**Instructions to follow:**
Starting with the line containing "for the wooden" and going on through the end of the material, write out every line again, requests included. In the answers, multiply each box coordinate by 0.5 and round it to a whole number, rounding halves up.

**Data for the task:**
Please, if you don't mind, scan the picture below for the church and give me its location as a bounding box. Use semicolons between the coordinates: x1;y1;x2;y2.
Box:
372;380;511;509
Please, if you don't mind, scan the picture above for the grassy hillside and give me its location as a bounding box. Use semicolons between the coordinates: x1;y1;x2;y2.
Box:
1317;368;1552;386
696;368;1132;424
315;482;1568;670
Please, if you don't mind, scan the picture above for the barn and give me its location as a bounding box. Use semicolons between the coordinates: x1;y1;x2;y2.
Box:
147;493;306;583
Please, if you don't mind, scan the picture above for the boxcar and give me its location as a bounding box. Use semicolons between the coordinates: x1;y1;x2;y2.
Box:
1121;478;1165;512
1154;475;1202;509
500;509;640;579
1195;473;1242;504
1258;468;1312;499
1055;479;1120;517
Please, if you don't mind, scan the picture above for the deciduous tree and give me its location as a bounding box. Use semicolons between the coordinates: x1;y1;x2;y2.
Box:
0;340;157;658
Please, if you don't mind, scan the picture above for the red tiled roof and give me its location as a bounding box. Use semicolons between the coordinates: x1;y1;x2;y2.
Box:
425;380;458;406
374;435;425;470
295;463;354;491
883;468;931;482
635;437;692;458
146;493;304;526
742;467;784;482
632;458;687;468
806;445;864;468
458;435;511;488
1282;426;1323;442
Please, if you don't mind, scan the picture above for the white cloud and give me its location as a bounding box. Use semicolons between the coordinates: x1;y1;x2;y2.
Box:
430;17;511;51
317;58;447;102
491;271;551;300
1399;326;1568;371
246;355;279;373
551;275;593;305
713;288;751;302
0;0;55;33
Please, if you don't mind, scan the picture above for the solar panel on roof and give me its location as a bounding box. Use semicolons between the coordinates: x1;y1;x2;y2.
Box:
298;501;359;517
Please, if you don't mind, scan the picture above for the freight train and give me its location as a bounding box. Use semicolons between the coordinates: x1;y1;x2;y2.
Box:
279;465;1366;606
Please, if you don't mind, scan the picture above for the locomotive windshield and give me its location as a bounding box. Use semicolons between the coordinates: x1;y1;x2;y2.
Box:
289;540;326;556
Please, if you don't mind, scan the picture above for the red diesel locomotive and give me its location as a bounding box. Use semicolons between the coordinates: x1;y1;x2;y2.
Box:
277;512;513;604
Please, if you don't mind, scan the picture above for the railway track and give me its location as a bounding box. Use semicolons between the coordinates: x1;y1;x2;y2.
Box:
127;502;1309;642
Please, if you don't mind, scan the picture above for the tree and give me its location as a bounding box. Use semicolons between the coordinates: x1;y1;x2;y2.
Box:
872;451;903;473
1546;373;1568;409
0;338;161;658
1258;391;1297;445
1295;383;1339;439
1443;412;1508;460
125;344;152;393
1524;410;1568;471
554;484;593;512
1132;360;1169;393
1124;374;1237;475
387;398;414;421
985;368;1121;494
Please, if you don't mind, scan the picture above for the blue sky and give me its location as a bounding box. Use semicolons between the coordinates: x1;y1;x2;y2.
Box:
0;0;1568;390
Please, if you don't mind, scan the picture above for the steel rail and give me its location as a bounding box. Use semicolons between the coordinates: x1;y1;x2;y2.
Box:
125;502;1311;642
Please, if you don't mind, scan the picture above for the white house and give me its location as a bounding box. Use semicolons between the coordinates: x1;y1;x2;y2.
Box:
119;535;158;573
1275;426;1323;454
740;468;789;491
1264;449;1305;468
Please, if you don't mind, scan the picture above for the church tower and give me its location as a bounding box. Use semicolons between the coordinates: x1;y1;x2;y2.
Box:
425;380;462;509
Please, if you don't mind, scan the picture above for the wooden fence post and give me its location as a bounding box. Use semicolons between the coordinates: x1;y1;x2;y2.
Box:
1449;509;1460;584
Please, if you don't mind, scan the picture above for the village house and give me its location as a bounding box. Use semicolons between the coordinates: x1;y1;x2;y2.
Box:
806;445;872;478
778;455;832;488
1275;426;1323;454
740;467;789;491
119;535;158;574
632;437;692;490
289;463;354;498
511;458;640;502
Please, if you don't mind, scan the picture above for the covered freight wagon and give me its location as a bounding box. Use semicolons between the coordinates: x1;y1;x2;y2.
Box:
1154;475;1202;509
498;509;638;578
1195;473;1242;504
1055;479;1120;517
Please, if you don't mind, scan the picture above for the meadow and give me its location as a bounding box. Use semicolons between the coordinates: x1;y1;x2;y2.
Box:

**Output for this exercise:**
Please, if you don't mind, scan the picture above for the wooden fence post and give me its location as a bounding box. Use semicolons between the coordinates: x1;y1;x2;y2.
Box:
725;255;730;292
Please, if you don't mind, scan the picture above for the village house and give me its location as a bounding box. Use semicolons between the coordinates: x1;y1;x2;y2.
Box:
403;223;436;239
389;228;416;244
638;213;662;227
370;234;395;246
60;268;79;287
316;219;346;245
145;232;177;249
256;229;320;251
Please, if you don't mind, scan the picture above for the covered freight wagon and give me its location as a bounding box. Use semicolons between the coordinates: x1;y1;x2;y2.
Box:
577;238;601;255
249;255;319;289
598;237;621;252
528;240;560;259
Please, if you don't mind, scan the picture above for the meadow and give me its location as a bounding box. Use semicolons between the coordinates: x1;y1;x2;y2.
Box:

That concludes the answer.